TRAVAIL DEMANDÉ: Recopiez mot pour mot le passage de l'article sur les Chantiers de l'Atlantique qui commence par « C'est comme si » et se termine par « de cet accord. ».

::: TEXTE SOURCE

Le groupe public italien avait jusqu'à jeudi pour déposer ses réponses aux questions de la Commission européenne sur cette opération de concentration. Paris a proposé mercredi de prolonger d'un mois l'accord de cession afin de donner le temps à Fincantieri d'accéder aux demandes de Bruxelles afin que la Commission puisse terminer son instruction.

Les Chantiers de l'Atlantique se sont fait notamment une spécialité dans la construction des paquebots de croisière géants (ici le paquebot « MSC Bellissima » dans la forme profonde).
Les Chantiers de l'Atlantique se sont fait notamment une spécialité dans la construction des paquebots de croisière géants (ici le paquebot « MSC Bellissima » dans la forme profonde). (Photo ANDBZ/ABACA)

Par Antoine Boudet

Publié le 29 déc. 2020 à 10:22Mis à jour le 30 déc. 2020 à 16:42

C'est comme si personne ne voulait endosser la responsabilité d'un éventuel échec du projet de rachat par Fincantieri de 50% du capital des Chantiers de l'Atlantique détenus par l'Etat Français. Tandis que ceux qui avaient crié au scandale de voir passer sous pavillon italien le constructeur naval de Saint-Nazaire (ex-STF France) se réjouissaient de voir arriver le terme au 31 décembre 2020 de l'accord, sans que le groupe public italien ait fourni à la Commission européenne les informations qu'elle lui réclame, Paris a annoncé mercredi dans un communiqué une énième prolongation (la cinquième, de fait) de cet accord.

::::::
::: DONNÉES FOURNIES

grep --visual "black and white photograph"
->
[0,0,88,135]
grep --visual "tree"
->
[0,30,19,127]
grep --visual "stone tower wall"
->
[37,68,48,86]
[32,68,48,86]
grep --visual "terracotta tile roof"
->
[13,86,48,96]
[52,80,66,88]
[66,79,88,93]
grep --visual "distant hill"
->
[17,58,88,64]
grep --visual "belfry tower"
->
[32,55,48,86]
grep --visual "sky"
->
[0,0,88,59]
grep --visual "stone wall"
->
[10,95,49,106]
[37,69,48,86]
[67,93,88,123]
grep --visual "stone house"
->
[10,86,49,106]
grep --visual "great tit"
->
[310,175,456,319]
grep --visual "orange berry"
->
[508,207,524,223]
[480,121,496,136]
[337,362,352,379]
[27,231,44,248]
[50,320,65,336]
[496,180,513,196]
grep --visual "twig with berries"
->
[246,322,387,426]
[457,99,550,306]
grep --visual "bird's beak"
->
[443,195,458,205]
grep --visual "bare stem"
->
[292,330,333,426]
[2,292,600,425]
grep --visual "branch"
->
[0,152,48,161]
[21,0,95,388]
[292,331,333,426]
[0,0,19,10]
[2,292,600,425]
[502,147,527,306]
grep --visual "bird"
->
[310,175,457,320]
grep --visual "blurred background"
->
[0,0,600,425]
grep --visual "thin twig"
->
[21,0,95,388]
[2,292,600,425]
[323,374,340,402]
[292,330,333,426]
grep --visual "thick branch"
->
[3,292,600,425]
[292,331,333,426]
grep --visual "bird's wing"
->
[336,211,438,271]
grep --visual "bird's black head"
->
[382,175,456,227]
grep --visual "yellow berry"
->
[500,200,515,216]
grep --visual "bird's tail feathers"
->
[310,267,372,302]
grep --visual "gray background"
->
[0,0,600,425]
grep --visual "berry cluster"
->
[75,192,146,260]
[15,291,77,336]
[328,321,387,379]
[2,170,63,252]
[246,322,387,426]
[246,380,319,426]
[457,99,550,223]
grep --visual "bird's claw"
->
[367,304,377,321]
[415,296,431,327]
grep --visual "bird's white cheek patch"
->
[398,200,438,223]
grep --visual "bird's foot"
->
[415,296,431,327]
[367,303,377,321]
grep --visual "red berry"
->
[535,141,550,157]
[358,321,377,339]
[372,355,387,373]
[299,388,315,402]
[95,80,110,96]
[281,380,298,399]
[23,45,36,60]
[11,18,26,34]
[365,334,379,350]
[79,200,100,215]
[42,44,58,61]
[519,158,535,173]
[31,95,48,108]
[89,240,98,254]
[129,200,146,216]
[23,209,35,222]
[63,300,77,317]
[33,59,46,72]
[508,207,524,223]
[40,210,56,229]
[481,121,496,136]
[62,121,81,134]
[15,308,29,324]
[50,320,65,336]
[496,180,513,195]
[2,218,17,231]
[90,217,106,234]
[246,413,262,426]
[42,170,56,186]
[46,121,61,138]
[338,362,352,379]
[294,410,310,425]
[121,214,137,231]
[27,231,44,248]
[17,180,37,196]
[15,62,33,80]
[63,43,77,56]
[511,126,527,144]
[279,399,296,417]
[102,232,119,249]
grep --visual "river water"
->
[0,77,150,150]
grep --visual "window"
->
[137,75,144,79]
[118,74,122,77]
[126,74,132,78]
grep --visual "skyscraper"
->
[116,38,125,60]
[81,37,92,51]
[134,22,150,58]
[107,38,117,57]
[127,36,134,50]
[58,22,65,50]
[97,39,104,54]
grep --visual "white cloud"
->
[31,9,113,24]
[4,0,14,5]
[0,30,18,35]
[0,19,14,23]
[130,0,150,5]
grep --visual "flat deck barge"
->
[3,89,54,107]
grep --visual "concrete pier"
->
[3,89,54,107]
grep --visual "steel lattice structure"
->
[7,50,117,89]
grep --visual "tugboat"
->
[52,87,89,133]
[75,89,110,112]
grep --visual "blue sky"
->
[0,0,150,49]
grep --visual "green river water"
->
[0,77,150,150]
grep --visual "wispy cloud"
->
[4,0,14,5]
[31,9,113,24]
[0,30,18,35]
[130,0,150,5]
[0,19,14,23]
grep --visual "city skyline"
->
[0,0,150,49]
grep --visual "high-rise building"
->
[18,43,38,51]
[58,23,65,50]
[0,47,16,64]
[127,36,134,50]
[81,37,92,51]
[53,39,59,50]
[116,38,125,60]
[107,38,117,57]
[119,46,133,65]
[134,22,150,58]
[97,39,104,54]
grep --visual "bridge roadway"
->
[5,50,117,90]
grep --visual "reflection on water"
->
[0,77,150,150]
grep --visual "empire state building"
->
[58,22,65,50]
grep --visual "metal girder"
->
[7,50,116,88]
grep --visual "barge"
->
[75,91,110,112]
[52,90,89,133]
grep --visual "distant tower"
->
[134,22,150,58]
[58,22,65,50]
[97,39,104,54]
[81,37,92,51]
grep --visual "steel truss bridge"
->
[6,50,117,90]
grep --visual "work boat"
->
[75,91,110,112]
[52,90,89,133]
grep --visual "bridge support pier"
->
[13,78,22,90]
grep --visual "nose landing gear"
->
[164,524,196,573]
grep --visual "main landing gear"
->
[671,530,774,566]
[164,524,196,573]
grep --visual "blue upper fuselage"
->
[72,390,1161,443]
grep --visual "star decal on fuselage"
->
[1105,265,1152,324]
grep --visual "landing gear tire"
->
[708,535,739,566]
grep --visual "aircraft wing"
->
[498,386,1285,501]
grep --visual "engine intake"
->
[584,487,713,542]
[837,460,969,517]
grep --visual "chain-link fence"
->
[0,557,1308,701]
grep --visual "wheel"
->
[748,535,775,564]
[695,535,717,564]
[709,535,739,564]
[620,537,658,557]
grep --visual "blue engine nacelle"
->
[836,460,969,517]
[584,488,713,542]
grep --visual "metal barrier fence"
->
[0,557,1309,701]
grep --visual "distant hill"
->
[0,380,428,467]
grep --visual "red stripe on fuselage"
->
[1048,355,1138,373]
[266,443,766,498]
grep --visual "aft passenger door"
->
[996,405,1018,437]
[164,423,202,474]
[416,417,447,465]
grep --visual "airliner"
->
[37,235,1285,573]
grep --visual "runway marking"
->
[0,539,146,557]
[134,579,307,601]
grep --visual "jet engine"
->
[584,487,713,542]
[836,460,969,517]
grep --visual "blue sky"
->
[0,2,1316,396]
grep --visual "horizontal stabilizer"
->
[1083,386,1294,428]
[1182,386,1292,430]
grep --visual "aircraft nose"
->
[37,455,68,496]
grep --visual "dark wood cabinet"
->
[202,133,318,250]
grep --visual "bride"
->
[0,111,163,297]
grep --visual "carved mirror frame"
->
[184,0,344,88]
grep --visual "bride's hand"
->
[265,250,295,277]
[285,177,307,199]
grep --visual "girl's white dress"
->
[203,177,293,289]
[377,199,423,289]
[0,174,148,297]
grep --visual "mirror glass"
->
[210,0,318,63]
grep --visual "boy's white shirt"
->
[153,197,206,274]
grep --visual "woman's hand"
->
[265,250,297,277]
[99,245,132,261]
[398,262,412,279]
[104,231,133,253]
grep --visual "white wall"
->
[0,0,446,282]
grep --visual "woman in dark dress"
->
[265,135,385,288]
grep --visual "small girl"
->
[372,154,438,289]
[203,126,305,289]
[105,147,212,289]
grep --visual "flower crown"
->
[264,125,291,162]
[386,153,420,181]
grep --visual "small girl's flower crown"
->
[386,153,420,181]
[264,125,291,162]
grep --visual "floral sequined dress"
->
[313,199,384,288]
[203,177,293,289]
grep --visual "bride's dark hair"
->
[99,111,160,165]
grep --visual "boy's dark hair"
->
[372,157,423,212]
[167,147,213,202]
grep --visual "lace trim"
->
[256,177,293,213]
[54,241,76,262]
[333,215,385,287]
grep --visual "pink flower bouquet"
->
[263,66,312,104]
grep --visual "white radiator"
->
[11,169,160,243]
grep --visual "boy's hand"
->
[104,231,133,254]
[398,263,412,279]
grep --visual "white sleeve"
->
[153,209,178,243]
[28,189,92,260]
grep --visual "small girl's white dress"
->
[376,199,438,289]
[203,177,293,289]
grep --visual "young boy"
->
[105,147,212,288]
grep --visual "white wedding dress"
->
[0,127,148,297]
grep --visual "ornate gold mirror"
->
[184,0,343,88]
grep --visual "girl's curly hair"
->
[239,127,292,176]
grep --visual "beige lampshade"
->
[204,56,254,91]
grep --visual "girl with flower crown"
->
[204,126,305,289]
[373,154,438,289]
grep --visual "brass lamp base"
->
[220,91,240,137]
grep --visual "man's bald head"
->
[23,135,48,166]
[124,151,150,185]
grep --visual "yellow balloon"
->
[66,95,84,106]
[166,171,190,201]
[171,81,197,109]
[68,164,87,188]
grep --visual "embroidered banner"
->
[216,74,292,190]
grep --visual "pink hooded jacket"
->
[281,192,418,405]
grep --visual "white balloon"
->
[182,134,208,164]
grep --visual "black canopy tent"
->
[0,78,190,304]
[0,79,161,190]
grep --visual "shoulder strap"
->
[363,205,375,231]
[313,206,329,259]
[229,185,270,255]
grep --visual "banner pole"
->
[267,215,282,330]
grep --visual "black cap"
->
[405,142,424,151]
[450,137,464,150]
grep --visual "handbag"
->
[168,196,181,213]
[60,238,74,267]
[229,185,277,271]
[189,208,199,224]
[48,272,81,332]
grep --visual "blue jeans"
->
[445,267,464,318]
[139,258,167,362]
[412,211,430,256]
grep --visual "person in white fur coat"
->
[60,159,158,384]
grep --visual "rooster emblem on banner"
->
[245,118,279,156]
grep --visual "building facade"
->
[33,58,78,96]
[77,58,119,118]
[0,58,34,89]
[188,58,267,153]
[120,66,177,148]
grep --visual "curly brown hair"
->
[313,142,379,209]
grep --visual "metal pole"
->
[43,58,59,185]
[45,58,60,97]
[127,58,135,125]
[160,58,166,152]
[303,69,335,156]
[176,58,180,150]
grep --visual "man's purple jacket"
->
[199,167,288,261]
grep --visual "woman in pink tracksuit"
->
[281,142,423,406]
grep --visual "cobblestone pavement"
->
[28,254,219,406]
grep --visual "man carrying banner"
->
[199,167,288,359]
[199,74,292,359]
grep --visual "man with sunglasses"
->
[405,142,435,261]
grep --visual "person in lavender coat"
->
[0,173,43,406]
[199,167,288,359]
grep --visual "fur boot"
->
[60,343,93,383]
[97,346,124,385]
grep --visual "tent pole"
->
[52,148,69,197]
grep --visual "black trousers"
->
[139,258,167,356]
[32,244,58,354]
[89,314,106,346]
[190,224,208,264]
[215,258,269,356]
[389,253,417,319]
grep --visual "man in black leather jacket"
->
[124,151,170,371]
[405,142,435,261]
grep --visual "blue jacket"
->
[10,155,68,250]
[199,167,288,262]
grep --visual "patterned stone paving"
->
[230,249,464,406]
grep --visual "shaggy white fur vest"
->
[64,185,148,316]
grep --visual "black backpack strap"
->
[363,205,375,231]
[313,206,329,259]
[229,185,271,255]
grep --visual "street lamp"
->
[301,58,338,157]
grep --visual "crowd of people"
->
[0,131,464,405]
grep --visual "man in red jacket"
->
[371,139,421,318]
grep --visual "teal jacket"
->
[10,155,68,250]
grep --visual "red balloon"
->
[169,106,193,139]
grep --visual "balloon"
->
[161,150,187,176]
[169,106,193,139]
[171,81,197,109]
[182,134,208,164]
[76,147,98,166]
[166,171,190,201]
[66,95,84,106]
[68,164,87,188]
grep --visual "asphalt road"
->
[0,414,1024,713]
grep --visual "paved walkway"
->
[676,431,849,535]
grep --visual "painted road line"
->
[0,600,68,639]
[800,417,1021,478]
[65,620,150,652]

::::::

RÉSULTAT ATTENDU:
C'est comme si personne ne voulait endosser la responsabilité d'un éventuel échec du projet de rachat par Fincantieri de 50% du capital des Chantiers de l'Atlantique détenus par l'Etat Français. Tandis que ceux qui avaient crié au scandale de voir passer sous pavillon italien le constructeur naval de Saint-Nazaire (ex-STF France) se réjouissaient de voir arriver le terme au 31 décembre 2020 de l'accord, sans que le groupe public italien ait fourni à la Commission européenne les informations qu'elle lui réclame, Paris a annoncé mercredi dans un communiqué une énième prolongation (la cinquième, de fait) de cet accord.